Text extract —
>>>
The main difficulty of the top-down parsing lies in the right choice of the right-hand side (RHS) of a rule when there are multiple RHSs.

#### Note

PDA is the recognition device for CFGs (CFG = PDA). Namely, a program structure is defined by a CFG but whether an input structure is valid or not according to the rules of the CFG is tested by a PDA. Our top-down parser will be a PDA simulating a certain type of action of the CFG.

## Pushdown automaton (PDA)

A finite automaton with an additional stack of unbounded size, defined formally as $M = (Q, \Sigma, \Gamma, \delta, q_0, Z_0, F)$, where $Q$ is the state set, $\Sigma$ is the input alphabet, $\Gamma$ is the stack alphabet, $\delta: Q \times (\Sigma \cup \{\varepsilon\}) \times \Gamma \rightarrow 2^{Q \times \Gamma^*}$ is the transition function, $q_0$ is the initial state, $Z_0 \in \Gamma$ is the stack bottom marker, and $F \subseteq Q$ is the set of accepting states.
<<<
Collected data —
>>>
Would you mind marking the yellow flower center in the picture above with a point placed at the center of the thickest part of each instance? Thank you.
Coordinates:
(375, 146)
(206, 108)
<<<
Written task A — From the top-down parsing text above, extract the passage from "## Pushdown automaton" to "of accepting states.".
Written task B — According to the top-down parsing text above, what does $Z_0$ stand for in the formal definition of a pushdown automaton?
Written task C —
Based on the top-down parsing text above, say yes or no for each statement and quote the words that decide it.
(i) A pushdown automaton is a finite automaton with an additional stack of bounded size.
(ii) A PDA tests whether an input structure is valid according to the rules of the CFG.
(iii) $F$ is the set of accepting states.

Written answer A —
## Pushdown automaton (PDA)

A finite automaton with an additional stack of unbounded size, defined formally as $M = (Q, \Sigma, \Gamma, \delta, q_0, Z_0, F)$, where $Q$ is the state set, $\Sigma$ is the input alphabet, $\Gamma$ is the stack alphabet, $\delta: Q \times (\Sigma \cup \{\varepsilon\}) \times \Gamma \rightarrow 2^{Q \times \Gamma^*}$ is the transition function, $q_0$ is the initial state, $Z_0 \in \Gamma$ is the stack bottom marker, and $F \subseteq Q$ is the set of accepting states.

Written answer B — The stack bottom marker.

Written answer C —
(i) No: "A finite automaton with an additional stack of unbounded size"
(ii) Yes: "whether an input structure is valid or not according to the rules of the CFG is tested by a PDA"
(iii) Yes: "$F \subseteq Q$ is the set of accepting states"